= INSTRUCTIONS FOR THE TASK =
Gather, from the listing beneath this task, every line holding the string "black".

= EXTRACTED MATERIAL =
------------------------------------

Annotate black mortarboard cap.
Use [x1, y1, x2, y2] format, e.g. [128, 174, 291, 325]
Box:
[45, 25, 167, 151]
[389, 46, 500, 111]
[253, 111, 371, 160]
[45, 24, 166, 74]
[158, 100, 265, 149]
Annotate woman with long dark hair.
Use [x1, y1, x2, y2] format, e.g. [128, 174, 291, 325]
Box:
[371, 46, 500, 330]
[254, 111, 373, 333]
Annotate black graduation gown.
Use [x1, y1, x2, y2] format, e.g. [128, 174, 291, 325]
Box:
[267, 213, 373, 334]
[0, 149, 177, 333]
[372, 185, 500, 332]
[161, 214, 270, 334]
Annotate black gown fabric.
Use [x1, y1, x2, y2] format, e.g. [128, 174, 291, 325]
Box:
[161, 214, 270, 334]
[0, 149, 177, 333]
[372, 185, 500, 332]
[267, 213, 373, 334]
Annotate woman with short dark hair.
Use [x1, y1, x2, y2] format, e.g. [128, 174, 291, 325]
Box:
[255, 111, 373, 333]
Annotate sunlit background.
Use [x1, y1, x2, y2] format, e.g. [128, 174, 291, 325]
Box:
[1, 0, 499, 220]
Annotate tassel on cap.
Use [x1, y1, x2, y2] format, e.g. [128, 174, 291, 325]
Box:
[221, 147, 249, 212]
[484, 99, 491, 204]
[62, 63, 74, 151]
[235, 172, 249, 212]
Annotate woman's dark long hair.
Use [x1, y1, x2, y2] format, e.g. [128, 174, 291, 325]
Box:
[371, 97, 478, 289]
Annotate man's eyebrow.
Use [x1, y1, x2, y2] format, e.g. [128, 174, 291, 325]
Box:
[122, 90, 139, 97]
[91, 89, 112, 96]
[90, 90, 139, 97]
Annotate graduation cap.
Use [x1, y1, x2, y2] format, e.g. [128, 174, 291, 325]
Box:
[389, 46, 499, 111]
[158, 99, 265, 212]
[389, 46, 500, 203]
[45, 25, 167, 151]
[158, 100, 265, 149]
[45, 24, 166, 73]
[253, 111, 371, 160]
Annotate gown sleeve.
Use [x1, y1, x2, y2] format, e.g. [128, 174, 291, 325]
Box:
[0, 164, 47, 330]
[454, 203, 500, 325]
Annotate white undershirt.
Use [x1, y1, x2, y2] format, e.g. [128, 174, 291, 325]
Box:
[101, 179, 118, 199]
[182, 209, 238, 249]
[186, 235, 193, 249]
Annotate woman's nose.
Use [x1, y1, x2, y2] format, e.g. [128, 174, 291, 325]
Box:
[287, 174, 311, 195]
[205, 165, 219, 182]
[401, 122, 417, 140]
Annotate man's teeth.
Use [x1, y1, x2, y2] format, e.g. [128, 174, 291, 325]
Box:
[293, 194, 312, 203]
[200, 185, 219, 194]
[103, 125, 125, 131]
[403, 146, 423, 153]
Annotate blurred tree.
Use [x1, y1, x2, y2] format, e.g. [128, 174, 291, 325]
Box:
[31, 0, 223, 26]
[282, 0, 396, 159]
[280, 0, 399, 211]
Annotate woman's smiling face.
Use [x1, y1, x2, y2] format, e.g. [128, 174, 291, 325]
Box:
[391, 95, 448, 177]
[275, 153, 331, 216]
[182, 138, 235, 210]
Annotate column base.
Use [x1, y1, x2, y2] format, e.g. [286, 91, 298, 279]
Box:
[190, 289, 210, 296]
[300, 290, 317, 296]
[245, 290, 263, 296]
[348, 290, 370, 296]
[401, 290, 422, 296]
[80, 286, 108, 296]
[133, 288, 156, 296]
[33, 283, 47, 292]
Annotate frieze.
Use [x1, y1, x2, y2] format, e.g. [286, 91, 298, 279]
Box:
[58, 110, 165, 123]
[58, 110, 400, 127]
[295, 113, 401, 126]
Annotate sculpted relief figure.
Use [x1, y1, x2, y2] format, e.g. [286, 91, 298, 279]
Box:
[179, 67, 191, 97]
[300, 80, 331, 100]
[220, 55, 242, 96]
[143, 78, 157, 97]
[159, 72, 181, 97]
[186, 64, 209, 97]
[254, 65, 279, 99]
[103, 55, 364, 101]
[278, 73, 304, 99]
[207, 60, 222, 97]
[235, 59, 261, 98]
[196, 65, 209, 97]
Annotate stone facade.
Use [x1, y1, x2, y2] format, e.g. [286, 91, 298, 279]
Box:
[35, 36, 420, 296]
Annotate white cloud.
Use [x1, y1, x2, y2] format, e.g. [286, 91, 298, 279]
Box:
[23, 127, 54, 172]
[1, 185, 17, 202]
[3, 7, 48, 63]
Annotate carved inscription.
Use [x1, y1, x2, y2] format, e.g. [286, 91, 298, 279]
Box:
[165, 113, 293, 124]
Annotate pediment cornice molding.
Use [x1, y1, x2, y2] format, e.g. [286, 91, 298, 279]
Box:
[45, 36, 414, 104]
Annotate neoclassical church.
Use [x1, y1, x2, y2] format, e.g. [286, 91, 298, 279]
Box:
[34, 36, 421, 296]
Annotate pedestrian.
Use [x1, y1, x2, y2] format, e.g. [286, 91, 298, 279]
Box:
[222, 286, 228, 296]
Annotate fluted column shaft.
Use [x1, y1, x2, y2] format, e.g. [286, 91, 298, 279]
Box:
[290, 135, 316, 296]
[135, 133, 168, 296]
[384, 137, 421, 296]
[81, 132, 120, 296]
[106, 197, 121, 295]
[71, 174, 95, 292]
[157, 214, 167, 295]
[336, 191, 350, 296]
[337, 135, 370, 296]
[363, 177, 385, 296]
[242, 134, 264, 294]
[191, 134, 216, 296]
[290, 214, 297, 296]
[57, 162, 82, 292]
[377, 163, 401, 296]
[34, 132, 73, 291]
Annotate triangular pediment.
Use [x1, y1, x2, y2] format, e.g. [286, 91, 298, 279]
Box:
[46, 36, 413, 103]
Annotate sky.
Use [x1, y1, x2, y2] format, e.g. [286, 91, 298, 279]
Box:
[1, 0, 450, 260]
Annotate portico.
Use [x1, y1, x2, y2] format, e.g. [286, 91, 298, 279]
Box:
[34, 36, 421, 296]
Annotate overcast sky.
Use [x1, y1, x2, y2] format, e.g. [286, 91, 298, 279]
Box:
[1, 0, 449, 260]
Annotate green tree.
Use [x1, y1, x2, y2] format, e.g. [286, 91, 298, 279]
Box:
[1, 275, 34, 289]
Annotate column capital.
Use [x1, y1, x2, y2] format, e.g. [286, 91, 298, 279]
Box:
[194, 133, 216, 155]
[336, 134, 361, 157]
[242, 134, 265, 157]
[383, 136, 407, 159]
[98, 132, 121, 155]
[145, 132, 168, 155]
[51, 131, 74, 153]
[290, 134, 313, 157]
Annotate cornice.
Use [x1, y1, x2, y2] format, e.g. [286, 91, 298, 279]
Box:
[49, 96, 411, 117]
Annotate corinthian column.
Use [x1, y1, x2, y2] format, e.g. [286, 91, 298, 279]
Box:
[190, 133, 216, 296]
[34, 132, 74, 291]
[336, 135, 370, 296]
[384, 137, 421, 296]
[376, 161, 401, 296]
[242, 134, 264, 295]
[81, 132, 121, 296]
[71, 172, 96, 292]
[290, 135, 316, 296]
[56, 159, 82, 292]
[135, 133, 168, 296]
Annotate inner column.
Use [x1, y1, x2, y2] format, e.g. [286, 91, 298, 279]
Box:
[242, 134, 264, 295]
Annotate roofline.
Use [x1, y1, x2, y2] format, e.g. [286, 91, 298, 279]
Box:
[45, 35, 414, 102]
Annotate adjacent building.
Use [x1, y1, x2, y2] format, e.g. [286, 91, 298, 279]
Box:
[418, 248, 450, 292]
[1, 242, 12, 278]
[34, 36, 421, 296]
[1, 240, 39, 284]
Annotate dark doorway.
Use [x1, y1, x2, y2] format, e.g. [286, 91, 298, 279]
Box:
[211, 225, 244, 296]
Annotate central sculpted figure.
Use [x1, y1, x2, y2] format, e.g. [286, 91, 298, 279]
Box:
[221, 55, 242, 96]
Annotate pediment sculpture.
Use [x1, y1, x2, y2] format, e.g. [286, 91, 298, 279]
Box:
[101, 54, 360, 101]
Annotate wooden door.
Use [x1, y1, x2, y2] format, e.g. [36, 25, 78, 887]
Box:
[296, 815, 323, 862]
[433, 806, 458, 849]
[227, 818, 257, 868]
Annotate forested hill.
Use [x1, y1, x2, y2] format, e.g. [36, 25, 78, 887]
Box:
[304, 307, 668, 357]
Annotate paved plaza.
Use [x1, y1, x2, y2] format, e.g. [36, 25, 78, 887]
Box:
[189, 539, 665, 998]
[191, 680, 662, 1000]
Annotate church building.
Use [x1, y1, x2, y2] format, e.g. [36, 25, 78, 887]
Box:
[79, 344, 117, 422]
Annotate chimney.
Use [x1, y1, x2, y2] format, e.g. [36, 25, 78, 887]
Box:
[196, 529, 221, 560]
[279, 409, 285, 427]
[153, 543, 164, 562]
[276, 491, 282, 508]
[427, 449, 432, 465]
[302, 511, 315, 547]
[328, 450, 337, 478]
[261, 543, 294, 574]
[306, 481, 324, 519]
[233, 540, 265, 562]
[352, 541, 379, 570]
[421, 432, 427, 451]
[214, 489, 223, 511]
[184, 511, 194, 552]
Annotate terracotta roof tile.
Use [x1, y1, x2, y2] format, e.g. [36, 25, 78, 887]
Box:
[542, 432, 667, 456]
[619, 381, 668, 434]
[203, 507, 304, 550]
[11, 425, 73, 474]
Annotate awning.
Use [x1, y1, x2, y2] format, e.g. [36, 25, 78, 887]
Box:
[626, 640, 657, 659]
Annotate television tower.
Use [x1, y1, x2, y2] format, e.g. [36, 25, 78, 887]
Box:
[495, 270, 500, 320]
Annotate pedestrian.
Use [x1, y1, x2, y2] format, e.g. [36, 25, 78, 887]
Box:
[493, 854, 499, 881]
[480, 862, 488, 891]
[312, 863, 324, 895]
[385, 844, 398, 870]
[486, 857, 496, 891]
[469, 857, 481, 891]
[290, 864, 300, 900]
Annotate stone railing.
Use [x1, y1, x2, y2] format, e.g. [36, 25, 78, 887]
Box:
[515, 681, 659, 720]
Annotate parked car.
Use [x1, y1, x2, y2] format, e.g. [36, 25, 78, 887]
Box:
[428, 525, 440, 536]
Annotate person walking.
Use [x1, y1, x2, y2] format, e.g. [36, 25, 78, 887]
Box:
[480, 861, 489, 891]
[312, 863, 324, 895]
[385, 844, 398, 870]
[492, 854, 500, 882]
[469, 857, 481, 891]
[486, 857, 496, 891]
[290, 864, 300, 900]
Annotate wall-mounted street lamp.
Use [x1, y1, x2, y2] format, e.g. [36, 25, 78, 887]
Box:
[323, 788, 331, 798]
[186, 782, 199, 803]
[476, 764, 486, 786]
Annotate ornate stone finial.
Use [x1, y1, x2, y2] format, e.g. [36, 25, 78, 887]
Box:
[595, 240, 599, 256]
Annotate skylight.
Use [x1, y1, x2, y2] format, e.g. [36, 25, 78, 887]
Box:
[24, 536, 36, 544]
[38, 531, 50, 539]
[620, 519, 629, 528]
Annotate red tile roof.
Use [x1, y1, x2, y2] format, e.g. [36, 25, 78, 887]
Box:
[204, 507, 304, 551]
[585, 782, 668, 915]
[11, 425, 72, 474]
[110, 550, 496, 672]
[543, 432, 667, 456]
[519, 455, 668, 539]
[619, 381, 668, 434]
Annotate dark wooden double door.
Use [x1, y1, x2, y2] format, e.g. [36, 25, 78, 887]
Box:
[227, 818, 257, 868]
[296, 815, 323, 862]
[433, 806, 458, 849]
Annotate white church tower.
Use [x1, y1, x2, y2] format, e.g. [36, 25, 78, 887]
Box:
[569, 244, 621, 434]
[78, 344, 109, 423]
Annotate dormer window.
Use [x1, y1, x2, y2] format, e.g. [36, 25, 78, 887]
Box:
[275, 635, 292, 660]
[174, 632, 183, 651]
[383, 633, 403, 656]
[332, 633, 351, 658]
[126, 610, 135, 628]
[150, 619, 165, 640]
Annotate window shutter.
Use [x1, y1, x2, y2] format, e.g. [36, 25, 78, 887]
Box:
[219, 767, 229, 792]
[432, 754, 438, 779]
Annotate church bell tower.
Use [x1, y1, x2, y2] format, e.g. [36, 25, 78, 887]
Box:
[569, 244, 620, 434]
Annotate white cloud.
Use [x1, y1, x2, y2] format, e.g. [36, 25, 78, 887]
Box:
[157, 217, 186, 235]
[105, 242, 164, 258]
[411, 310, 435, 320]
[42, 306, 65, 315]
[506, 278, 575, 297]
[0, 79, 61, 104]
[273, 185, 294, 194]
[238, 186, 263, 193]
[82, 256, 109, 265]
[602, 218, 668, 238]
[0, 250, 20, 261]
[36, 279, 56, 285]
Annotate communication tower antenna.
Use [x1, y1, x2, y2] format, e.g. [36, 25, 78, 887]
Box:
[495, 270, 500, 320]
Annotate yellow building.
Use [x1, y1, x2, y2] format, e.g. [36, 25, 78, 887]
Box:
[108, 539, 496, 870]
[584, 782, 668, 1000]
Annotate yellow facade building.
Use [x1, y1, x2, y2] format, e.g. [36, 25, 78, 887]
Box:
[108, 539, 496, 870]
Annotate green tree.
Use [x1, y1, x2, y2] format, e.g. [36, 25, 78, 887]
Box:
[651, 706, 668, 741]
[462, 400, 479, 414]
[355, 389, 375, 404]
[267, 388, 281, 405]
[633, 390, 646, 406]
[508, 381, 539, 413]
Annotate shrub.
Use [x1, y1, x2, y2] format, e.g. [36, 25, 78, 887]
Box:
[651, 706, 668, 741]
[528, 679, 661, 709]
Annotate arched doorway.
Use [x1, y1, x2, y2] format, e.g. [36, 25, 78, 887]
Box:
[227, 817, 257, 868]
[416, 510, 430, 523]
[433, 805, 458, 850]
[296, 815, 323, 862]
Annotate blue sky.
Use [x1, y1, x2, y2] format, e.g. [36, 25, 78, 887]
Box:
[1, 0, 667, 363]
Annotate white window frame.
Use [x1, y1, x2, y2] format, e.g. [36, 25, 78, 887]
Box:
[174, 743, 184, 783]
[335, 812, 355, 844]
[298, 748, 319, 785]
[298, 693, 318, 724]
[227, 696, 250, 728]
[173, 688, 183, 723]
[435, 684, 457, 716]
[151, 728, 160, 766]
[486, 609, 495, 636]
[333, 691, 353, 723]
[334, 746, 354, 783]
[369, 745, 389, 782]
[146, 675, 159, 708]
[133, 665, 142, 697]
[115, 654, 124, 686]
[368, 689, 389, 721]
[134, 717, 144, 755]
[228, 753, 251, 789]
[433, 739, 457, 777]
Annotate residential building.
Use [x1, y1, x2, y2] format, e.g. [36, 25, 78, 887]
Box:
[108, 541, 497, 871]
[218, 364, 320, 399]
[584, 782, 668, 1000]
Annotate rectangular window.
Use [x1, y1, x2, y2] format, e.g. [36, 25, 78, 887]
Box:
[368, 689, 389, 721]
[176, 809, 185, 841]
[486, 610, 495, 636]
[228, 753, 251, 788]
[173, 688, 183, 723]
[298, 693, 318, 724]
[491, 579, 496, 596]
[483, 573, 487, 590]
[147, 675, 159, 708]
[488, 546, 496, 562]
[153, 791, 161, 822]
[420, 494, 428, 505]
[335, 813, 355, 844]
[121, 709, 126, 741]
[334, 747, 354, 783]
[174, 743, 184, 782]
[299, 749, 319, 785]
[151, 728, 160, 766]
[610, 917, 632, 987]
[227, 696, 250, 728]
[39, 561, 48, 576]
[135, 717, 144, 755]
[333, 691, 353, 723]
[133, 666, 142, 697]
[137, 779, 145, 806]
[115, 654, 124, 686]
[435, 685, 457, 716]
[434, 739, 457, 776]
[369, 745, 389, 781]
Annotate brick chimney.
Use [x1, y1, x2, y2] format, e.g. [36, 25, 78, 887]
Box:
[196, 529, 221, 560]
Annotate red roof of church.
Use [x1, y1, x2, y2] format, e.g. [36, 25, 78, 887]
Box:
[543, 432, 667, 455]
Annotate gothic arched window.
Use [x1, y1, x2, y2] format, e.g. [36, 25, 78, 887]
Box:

------------------------------------

= SOLUTION TO THE PROBLEM =
Annotate black mortarboard cap.
Annotate black graduation gown.
Annotate black gown fabric.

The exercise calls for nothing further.